▶ **Problem 1**
According to the notes on changes in species over time, what replaces the molecules in an organism's hard parts during fossilization?
▶ **Problem 2**
From the notes on changes in species over time, reproduce the stretch from "conditions that favour" through "decompose as rapidly)".

▶ **Page excerpt**
-*-

CHAPTER 8: CHANGES IN SPECIES OVER TIME

Question 1

what is mass extinction

Answer 1

• mass extinction is when a larger-than-normal number of groups become extinct
  
  • regional and global scale
  • evolutionary opportunity for other species to thrive and diversify

Question 2

evidence for evolution

Answer 2

• fossils
• biogeographical distribution
• comparative
  
  • anatomy - structural morphology
  • embryology - developmental biology
  • molecular homology - DNA and amino acid sequences

Question 3

conditions that favour fossilisation

Answer 3

• rapidly buried
• protected from scavengers
• prevented from decomposition by low oxygen levels and low tempratures
• organisms having hard structures (won’t decompose as rapidly)

Question 4

process of fossilisation

Answer 4

• an organism dies and is rapidly buried
• protected from scavengers
• prevented from decomposition by
  
  • low oxygen levels
  • low temperatures
• continued deposits of sediments bury it more and more deeply
• over time the molecules in the organism (usually the hard parts) are replaced by minerals from groundwater
• gradually, the weight of the overlying sediments compresses the original sediment layer so that it becomes rock
• over time the rock is eroded, uplifted through the movement of tectonic plates or excavated
• Fossilization: undergo mineral exchange with the surrounding rock.
• preservation which as a process does not involve mineral exchange.

Question 5

timeline of life on earth

Answer 5

• prokaryotes
• first photosynthetic bacteria
• first aerobic microbes
• first unicellular eukaryotes
• first multicellular eukaryotes
• first vertebraes (jawless fish)

-*-

▶ **Collected material**
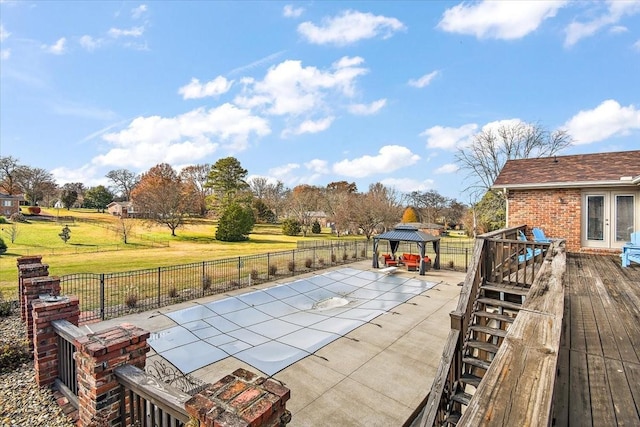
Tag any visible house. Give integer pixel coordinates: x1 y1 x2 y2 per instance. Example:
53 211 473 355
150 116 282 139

-*-

▶ **Written solution 1**
Minerals from groundwater.

▶ **Written solution 2**
conditions that favour fossilisation

Answer 3

• rapidly buried
• protected from scavengers
• prevented from decomposition by low oxygen levels and low tempratures
• organisms having hard structures (won’t decompose as rapidly)